■ **Work instruction 1**: Reproduce the stretch from "China denied any" through "U.S. government employees." in the article on the Chinese hack of U.S. telecom firms, switching "warnings" to "alerts".
■ **Work instruction 2**: Keep going with the article on the Chinese hack of U.S. telecom firms, picking up after its final sentence.

■ **Supplied text**:
▽
A hack of U.S. telecommunications firms by Chinese government-linked actors has raised serious national security concerns in Washington. The infiltration targeted AT&T, Lumen, and Verizon, among others; it likely sought to uncover how U.S. agencies make use of the service providers for counterintelligence measures, such as wiretapping, against Chinese spying in the United States.

China denied any involvement in the hacking, but Washington has repeatedly issued warnings to Beijing about the activities of the group blamed for the attack, Volt Typhoon. The group was first identified by Microsoft’s China team in May 2023. (Staff on large technology companies’ country-specific security teams tend to have previous experience in Western intelligence agencies.)

The U.S. warnings have done nothing to dissuade Chinese state-sponsored hackers—and it sometimes seems as if such cyber-contestation is asymmetric. There is regular news in the United States about serious hacks by China—including a notorious 2015 breach that exposed the data of millions of U.S. government employees.

In fact, the failure of China to stick to the 2015 cybersecurity agreement signed with the Obama administration—despite initial hopes—is an underrated factor in the sharp degeneration of U.S.-China relations in recent years. The U.S. Justice Department has indicted multiple members of Chinese hacking groups, while the FBI and tech security teams have unearthed major botnets.

Yet the United States has a powerful and sophisticated offensive cybercapability overseen by the military, the National Security Agency, and other groups. The gulf in media coverage when it comes to U.S.-China cyberconflict may not reflect reality: China has rarely publicly reported on U.S. hacking attempts in the past.

Reports on major U.S. government-linked operations that target China (such as Project Sauron or the Equation Group) often came from the Russian cybersecurity firm Kaspersky, itself allegedly linked to Moscow’s Federal Security Service.
△
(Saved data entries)
▽
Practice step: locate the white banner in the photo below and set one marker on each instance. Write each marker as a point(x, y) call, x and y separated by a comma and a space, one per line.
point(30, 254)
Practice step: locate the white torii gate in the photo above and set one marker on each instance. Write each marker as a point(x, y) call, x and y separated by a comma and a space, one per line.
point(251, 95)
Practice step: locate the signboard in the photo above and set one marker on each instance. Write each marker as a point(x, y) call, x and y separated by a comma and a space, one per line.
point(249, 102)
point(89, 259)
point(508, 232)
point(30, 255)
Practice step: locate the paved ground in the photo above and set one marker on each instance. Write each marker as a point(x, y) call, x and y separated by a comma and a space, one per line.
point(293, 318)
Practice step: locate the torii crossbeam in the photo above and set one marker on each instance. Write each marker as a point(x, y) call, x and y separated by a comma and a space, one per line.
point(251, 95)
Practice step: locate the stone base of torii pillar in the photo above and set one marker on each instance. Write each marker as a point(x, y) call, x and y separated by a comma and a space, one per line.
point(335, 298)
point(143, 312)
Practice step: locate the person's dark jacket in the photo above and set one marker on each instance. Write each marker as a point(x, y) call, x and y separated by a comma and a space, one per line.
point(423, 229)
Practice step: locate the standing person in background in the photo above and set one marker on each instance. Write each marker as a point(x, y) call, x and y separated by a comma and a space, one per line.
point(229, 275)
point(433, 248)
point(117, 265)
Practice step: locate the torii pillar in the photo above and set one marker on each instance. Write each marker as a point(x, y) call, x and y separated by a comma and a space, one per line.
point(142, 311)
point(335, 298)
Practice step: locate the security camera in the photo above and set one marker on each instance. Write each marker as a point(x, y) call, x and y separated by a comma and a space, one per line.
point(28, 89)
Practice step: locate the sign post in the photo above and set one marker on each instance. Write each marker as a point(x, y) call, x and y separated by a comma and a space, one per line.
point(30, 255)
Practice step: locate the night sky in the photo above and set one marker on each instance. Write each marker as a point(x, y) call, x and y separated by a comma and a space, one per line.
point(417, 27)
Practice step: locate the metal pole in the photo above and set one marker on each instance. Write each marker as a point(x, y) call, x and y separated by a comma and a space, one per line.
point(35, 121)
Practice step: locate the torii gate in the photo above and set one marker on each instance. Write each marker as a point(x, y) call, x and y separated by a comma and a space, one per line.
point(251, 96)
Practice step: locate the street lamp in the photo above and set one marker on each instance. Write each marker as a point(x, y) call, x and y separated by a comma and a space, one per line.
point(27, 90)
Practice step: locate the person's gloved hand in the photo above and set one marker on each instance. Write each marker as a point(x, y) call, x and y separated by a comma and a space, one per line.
△
■ **Exercise answer 1**:
China denied any involvement in the hacking, but Washington has repeatedly issued alerts to Beijing about the activities of the group blamed for the attack, Volt Typhoon. The group was first identified by Microsoft’s China team in May 2023. (Staff on large technology companies’ country-specific security teams tend to have previous experience in Western intelligence agencies.)

The U.S. alerts have done nothing to dissuade Chinese state-sponsored hackers—and it sometimes seems as if such cyber-contestation is asymmetric. There is regular news in the United States about serious hacks by China—including a notorious 2015 breach that exposed the data of millions of U.S. government employees.

■ **Exercise answer 2**:
However, that has changed somewhat since the COVID-19 pandemic, with China making more frequent accusations of U.S. cyberattacks through the National Computer Virus Emergency Response Center, along with private firms. Yet Beijing still only publicly discusses minor intrusions, in part because of a culture of opaqueness—especially when it comes to official failures.

China’s leadership wants to portray the country as a victim of U.S. aggression, but it is also reluctant to admit that the aggression may have been successful. Beijing’s reports on U.S. cyberactivity also tend toward the politically melodramatic, linking what they say are CIA-sponsored efforts to so-called color revolutions. They have also often focused on attacking U.S. claims.

All of this reflects a broader problem within Chinese intelligence: the absence of independent analysis. As Peter Mattis and Matthew Brazil note in their book on Chinese Communist Party espionage, “foreign targets are viewed in the worst possible light,” and Chinese intelligence services “have internalized that perspective and indeed may be the chief instrument through which Mao Zedong’s paranoia is reinforced.”

There is also a recurring problem with both Chinese and U.S. intelligence gained from hacks: The sheer volume of data in some cases makes processing it more difficult than acquiring it.

Moreover, language presents a challenge. Internal security concerns in both countries hamper the ability to recruit English- and Chinese-speaking staff, respectively. The U.S. clearance process discriminates against Asian Americans, while the Chinese military is wary of contact with foreigners.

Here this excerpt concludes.